• _Document_:
● ● ● ● ●
Beleid en regelgeving
Regelgeving rond participatie en milieueffectrapportage
Participatie is gekoppeld aan de m.e.r.-regelgeving. Hierbij is onderscheid tussen de beperkte procedure en de uitgebreide procedure. In beide gevallen geldt dat sprake is van een minimale regeling van participatie.
Beperkte procedure
De beperkte m.e.r.-procedure heeft een kort voortraject. Formeel hoeft de initiatiefnemer alleen schriftelijk aan het bevoegd gezag te melden dat hij een activiteit wil ondernemen die m.e.r.-plichtig is. Alle overige onderdelen van het voortraject zijn op vrijwillige basis.
Als het milieueffectrapport klaar is en er ligt een ontwerpbesluit, dan wordt het milieueffectrapport ter inzage gelegd. Nu kunnen zienswijzen worden ingediend op het rapport en het ontwerpbesluit. De termijn hiervoor is zes weken.
● ● ● ● ●
• _Aangeleverd materiaal_:
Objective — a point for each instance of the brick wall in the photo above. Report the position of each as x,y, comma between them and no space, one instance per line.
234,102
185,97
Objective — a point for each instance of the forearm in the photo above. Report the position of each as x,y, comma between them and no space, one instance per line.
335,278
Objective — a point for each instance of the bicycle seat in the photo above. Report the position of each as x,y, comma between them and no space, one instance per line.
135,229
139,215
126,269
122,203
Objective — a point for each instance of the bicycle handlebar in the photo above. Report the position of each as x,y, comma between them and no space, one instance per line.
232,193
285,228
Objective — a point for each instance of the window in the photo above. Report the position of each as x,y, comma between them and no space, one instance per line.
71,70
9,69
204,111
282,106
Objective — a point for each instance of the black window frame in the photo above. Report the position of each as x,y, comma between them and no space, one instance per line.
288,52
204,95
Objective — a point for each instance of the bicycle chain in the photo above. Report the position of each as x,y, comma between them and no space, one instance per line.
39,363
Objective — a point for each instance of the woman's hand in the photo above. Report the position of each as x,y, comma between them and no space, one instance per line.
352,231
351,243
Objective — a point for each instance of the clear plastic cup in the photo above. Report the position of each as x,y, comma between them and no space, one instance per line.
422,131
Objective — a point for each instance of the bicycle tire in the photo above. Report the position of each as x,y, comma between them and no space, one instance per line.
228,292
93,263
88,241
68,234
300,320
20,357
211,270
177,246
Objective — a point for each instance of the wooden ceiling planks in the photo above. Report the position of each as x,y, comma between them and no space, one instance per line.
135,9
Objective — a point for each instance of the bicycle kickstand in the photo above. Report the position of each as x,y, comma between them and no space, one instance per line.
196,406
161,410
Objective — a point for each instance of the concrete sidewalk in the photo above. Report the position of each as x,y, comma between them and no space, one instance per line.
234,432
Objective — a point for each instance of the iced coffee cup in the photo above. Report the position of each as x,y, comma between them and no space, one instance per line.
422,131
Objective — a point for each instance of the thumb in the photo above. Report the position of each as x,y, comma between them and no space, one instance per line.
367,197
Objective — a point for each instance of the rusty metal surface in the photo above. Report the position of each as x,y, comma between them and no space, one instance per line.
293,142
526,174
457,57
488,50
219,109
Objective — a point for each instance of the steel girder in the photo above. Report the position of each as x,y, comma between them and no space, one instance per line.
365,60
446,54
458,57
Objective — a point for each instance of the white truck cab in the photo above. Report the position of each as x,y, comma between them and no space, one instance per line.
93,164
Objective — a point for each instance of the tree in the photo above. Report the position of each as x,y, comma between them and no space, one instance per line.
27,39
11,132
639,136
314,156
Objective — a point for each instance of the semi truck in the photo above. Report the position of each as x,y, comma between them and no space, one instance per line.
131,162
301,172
● ● ● ● ●
• _Opdracht A_:
Vat de tekst over participatie en milieueffectrapportage samen in twee zinnen.
• _Opdracht B_:
Geef alle kopjes die in de tekst over participatie en milieueffectrapportage voorkomen.
• _Opdracht C_:
Neem uit de tekst over participatie en milieueffectrapportage letterlijk alles over vanaf "Beleid en regelgeving" tot en met "is zes weken.".
De vermeldingen houden geen verband met de tekst over participatie en milieueffectrapportage.

• _Eindantwoord A_:
Participatie is gekoppeld aan de m.e.r.-regelgeving, die onderscheid maakt tussen een beperkte en een uitgebreide procedure, waarbij in beide gevallen sprake is van een minimale regeling van participatie. Bij de beperkte procedure hoeft de initiatiefnemer formeel alleen schriftelijk aan het bevoegd gezag te melden dat hij een m.e.r.-plichtige activiteit wil ondernemen, en zodra het milieueffectrapport klaar is en er een ontwerpbesluit ligt, kunnen binnen zes weken zienswijzen worden ingediend.

• _Eindantwoord B_:
- Beleid en regelgeving
- Regelgeving rond participatie en milieueffectrapportage
- Beperkte procedure

• _Eindantwoord C_:
Beleid en regelgeving
Regelgeving rond participatie en milieueffectrapportage
Participatie is gekoppeld aan de m.e.r.-regelgeving. Hierbij is onderscheid tussen de beperkte procedure en de uitgebreide procedure. In beide gevallen geldt dat sprake is van een minimale regeling van participatie.
Beperkte procedure
De beperkte m.e.r.-procedure heeft een kort voortraject. Formeel hoeft de initiatiefnemer alleen schriftelijk aan het bevoegd gezag te melden dat hij een activiteit wil ondernemen die m.e.r.-plichtig is. Alle overige onderdelen van het voortraject zijn op vrijwillige basis.
Als het milieueffectrapport klaar is en er ligt een ontwerpbesluit, dan wordt het milieueffectrapport ter inzage gelegd. Nu kunnen zienswijzen worden ingediend op het rapport en het ontwerpbesluit. De termijn hiervoor is zes weken.